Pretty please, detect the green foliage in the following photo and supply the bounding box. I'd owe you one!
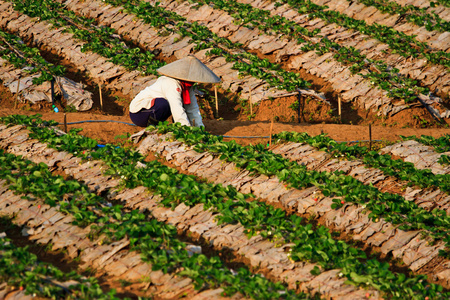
[0,238,122,300]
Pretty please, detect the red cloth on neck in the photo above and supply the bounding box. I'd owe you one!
[180,80,194,104]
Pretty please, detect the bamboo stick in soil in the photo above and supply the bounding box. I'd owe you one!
[214,85,219,118]
[98,82,103,112]
[14,77,20,109]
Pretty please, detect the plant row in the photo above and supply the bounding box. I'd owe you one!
[276,0,450,67]
[3,116,450,298]
[0,30,65,85]
[358,0,450,32]
[12,0,164,75]
[273,132,450,193]
[400,134,450,165]
[0,145,309,299]
[0,230,120,299]
[86,0,311,91]
[189,0,429,102]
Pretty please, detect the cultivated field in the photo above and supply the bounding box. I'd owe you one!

◆ ◆ ◆

_Exercise goal_
Put every line of the material above into a JSON list of strings, one string per line, skipping blank lines and leaving the pictures out.

_Response_
[
  "Pretty please, detect the green foliage in the following photo and supply the bounding box. I'd owe you one!",
  "[0,238,122,300]",
  "Pretty please, detect the red cloth on neck in the photo above and supply the bounding box. I'd owe you one!",
  "[180,80,194,104]",
  "Pretty please, detect the bamboo stick in soil in the photo above and supply the bounding box. I'd owe you one!",
  "[214,85,219,118]",
  "[98,82,103,112]",
  "[14,77,20,109]",
  "Pretty please, detect the plant row in the photo above and supply the bounding box. I'd owe you one!",
  "[276,0,450,67]",
  "[3,116,450,298]",
  "[0,30,65,85]",
  "[358,0,450,32]",
  "[12,0,164,75]",
  "[273,132,450,193]",
  "[400,134,450,165]",
  "[0,145,309,299]",
  "[0,230,120,299]",
  "[86,0,311,91]",
  "[189,0,429,102]",
  "Pretty please, detect the cultivated field in the photo above and supply the bounding box. I'd owe you one!"
]